* _Excerpted passage_:
# # # # #

NAME
map_transcripts.pl
A script to associate enriched regions of transcription with gene annotation.
SYNOPSIS
map_transcripts.pl --ffile <filename> --rfile <filename> --out <filename>
map_transcripts.pl --db <name> --win <i> --step <i> --fdata <name> --rdata <name> --thresh <i> --out <filename>
Options:
--out <filename>
--ffile <filename>
--rfile <filename>
--db <db_name>
--win <integer>
--step <integer>
--thresh <number>
--fdata <dataset | filename>
--rdata <dataset | filename>
--tol <integer>
--min <integer>
--(no)gff
--source <text>
--version
--help
OPTIONS
The command line flags and descriptions:
- --out <filename>
-
Provide the base output filename for the transcript data file, GFF file, and summary file.
- --ffile <filename>
- --rfile <filename>
-
Provide the names of eniched regions files representing transcription fragments. The files should be generated by the program
find_enriched_regions.pl. If these files are not provided, they will be automatically generated by running the find_enriched_regions.pl program using the parameters defined here. Two files should be provided: each representing transcription fragments on the forward and reverse strands. - --db <database_name>
-
Specify the name of a
Bio::DB::SeqFeature::Storeannotation database from which gene or feature annotation may be derived. For more information about using annotation databases, see https://code.google.com/p/biotoolbox/wiki/WorkingWithDatabases. - --win <integer>
-
Specify the window size in bp to scan the genome for enriched regions. When the find_enriched_regions.pl program is run, trimming is turned on so that the final regions are not limited to multiples of window size.
- --step <integer>
-
Specify the step size in bp for advancing the window across the genome when scanning for enriched regions.
- --thresh <number>
-
Specify the threshold value to identify regions that are enriched, i.e. expressed. A relatively low value should be set to ensure low expressed transcripts are also included. The value may be gleaned from the metadata in the provided enriched regions files.
- --fdata <dataset>
- --rdata <dataset>
-
Specify the name of the datasets in the database representing the forward and reverse transcription data. Alternatively, the paths of data files may be provided. Supported formats include Bam (.bam), BigBed (.bb), or BigWig (.bw). Files may be local or remote (http:// or ftp://).

# # # # #

* _Recorded data_:

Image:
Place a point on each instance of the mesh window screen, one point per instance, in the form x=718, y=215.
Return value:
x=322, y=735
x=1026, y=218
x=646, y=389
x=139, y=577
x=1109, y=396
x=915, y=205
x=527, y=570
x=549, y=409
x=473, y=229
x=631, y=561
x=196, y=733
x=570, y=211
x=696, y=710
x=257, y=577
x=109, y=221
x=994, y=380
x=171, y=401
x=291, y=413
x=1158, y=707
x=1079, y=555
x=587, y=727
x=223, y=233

# # # # #

* _Your task_:
Answer from the map_transcripts.pl documentation:
(a) Which program should generate the enriched regions files given with --ffile and --rfile?
(b) Which file formats are supported when data file paths are given for --fdata and --rdata?
(c) For which three files does --out provide the base output filename?

* _Task result_:
(a) find_enriched_regions.pl
(b) Bam (.bam), BigBed (.bb), and BigWig (.bw)
(c) The transcript data file, the GFF file, and the summary file